*Document extract*
┏━━

Multiple-Program, Multiple-Data PME parallelization

Electrostatics interactions are long-range, therefore special algorithms are used to avoid summation over many atom pairs. In GROMACS this is usually PME (sec. PME). Since with PME all particles interact with each other, global communication is required. This will usually be the limiting factor for scaling with domain decomposition. To reduce the effect of this problem, we have come up with a Multiple-Program, Multiple-Data approach 5. Here, some ranks are selected to do only the PME mesh calculation, while the other ranks, called particle-particle (PP) ranks, do all the rest of the work. For rectangular boxes the optimal PP to PME rank ratio is usually 3:1, for rhombic dodecahedra usually 2:1. When the number of PME ranks is reduced by a factor of 4, the number of communication calls is reduced by about a factor of 16. Or put differently, we can now scale to 4 times more ranks. In addition, for modern 4 or 8 core machines in a network, the effective network bandwidth for PME is quadrupled, since only a quarter of the cores will be using the network connection on each machine during the PME calculations.

../../_images/mpmd-pme.png

Fig. 14 Example of 8 ranks without (left) and with (right) MPMD. The PME communication (red arrows) is much higher on the left than on the right. For MPMD additional PP - PME coordinate and force communication (blue arrows) is required, but the total communication complexity is lower.

mdrun will by default interleave the PP and PME ranks. If the ranks are not number consecutively inside the machines, one might want to use mdrun -ddorder pp_pme. For machines with a real 3-D torus and proper communication software that assigns the ranks accordingly one should use mdrun -ddorder cartesian.

To optimize the performance one should usually set up the cut-offs and the PME grid such that the PME load is 25 to 33% of the total calculation load. grompp will print an estimate for this load at the end and also mdrun calculates the same estimate to determine the optimal number of PME ranks to use. For high parallelization it might be worthwhile to optimize the PME load with the mdp settings and/or the number of PME ranks with the -npme option of mdrun. For changing the electrostatics settings it is useful to know the accuracy of the electrostatics remains nearly constant when the Coulomb cut-off and the PME grid spacing are scaled by the same factor. Note that it is usually better to overestimate than to underestimate the number of PME ranks, since the number of PME ranks is smaller than the number of PP ranks, which leads to less total waiting time.

┗━━

(Data items)
┏━━

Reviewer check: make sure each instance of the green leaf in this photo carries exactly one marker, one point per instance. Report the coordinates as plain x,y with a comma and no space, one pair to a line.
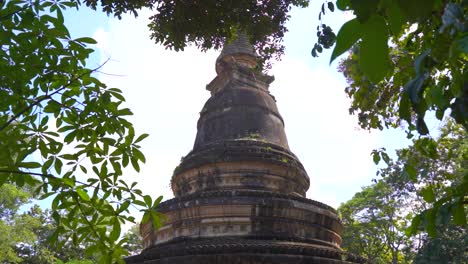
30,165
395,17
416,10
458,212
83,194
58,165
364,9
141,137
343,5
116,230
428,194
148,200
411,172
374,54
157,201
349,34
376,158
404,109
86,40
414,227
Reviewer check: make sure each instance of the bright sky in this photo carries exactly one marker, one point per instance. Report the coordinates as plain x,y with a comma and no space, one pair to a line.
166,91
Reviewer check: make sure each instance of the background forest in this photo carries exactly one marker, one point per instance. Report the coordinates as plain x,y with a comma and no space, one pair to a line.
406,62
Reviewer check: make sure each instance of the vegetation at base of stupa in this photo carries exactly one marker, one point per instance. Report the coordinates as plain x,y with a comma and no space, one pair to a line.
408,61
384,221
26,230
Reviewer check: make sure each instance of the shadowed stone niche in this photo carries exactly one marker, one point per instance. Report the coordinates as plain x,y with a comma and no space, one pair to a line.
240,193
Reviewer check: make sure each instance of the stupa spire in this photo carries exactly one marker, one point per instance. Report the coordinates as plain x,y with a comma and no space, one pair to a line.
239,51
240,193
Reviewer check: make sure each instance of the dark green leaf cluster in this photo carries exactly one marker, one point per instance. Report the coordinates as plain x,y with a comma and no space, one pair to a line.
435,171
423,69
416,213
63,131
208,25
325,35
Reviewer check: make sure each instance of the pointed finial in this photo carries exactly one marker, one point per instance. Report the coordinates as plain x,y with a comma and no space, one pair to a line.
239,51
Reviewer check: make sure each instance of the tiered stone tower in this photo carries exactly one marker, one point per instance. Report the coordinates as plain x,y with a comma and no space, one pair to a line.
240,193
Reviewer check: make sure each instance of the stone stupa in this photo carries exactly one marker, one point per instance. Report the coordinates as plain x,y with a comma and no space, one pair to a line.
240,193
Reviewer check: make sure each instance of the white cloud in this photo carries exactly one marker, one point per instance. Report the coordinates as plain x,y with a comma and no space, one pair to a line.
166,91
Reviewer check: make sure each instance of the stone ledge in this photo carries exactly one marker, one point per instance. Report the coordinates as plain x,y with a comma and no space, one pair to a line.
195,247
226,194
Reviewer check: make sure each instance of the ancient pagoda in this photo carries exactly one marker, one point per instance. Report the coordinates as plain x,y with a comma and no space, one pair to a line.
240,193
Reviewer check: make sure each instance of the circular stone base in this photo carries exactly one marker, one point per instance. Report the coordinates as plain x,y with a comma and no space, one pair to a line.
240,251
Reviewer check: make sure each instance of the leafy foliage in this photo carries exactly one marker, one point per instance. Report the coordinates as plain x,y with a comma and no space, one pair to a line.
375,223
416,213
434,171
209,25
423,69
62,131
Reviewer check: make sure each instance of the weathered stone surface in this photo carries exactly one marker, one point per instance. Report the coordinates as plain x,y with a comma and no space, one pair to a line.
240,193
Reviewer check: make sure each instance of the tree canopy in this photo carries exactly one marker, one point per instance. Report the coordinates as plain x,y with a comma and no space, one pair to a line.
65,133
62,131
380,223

┗━━
┏━━

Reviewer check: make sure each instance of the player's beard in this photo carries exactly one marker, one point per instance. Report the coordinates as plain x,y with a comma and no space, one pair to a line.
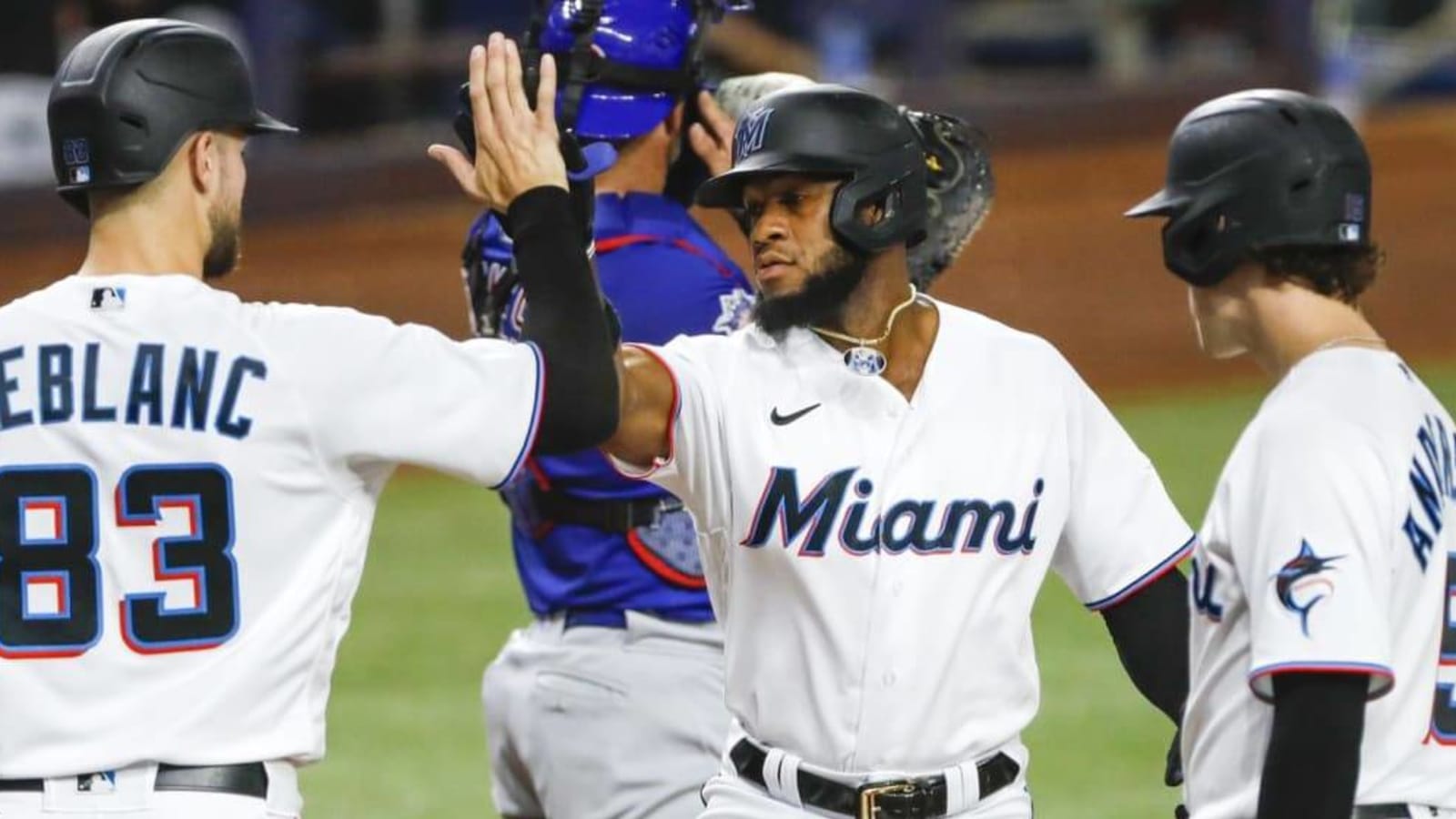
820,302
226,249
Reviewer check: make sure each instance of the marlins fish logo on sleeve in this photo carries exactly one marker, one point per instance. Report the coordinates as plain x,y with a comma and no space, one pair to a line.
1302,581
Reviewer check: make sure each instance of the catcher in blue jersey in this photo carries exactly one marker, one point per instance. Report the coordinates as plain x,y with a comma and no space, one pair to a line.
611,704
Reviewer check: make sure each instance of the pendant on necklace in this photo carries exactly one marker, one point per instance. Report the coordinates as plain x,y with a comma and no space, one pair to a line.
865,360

┗━━
┏━━

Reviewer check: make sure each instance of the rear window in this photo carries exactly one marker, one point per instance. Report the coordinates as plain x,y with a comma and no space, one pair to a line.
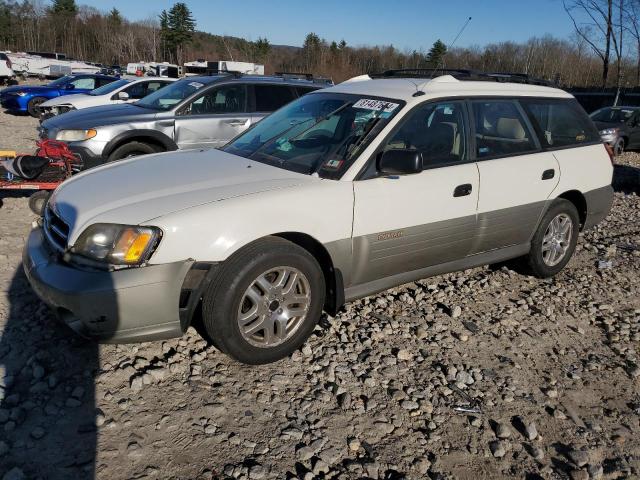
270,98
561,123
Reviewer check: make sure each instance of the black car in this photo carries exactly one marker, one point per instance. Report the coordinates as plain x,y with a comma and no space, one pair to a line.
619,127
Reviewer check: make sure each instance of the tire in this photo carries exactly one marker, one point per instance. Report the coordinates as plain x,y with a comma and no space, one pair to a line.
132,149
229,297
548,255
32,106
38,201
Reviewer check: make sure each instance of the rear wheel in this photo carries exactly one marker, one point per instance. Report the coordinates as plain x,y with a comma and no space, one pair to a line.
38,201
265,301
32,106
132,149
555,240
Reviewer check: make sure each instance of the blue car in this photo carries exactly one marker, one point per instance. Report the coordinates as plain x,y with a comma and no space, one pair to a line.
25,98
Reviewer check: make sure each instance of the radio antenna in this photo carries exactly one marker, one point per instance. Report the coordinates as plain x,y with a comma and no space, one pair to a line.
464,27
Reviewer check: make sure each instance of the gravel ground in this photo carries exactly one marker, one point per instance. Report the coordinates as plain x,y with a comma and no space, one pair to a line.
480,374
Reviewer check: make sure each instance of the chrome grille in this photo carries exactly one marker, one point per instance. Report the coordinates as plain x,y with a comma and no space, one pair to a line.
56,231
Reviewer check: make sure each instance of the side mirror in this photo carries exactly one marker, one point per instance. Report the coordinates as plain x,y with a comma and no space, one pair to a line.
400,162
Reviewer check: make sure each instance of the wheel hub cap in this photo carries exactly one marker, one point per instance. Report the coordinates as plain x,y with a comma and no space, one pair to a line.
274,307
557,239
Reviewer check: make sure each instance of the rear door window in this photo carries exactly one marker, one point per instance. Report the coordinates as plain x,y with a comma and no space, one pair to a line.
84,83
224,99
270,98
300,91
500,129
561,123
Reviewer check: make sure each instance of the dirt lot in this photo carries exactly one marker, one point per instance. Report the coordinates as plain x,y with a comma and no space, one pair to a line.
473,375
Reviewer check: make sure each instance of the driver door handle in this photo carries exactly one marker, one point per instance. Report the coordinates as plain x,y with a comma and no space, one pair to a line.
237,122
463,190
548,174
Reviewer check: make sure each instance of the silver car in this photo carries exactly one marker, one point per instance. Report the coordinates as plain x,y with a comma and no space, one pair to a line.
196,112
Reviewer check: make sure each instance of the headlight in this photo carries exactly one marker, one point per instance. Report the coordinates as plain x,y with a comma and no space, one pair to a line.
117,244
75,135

┗━━

*Work to complete*
• a. Answer these questions about the PME parallelization text:
(i) What PP to PME rank ratio is usually optimal for rectangular boxes?
(ii) What color are the arrows that show PME communication in Fig. 14?
(iii) What share of the total calculation load should the PME load usually be?
• b. Copy the part of the PME parallelization text that opens with the words "mdrun will by" and closes with "mdrun -ddorder cartesian.", swapping "interleave" for "alternate".

*Expected outputs*
• a.
(i) 3:1
(ii) Red
(iii) 25 to 33%

• b.
mdrun will by default alternate the PP and PME ranks. If the ranks are not number consecutively inside the machines, one might want to use mdrun -ddorder pp_pme. For machines with a real 3-D torus and proper communication software that assigns the ranks accordingly one should use mdrun -ddorder cartesian.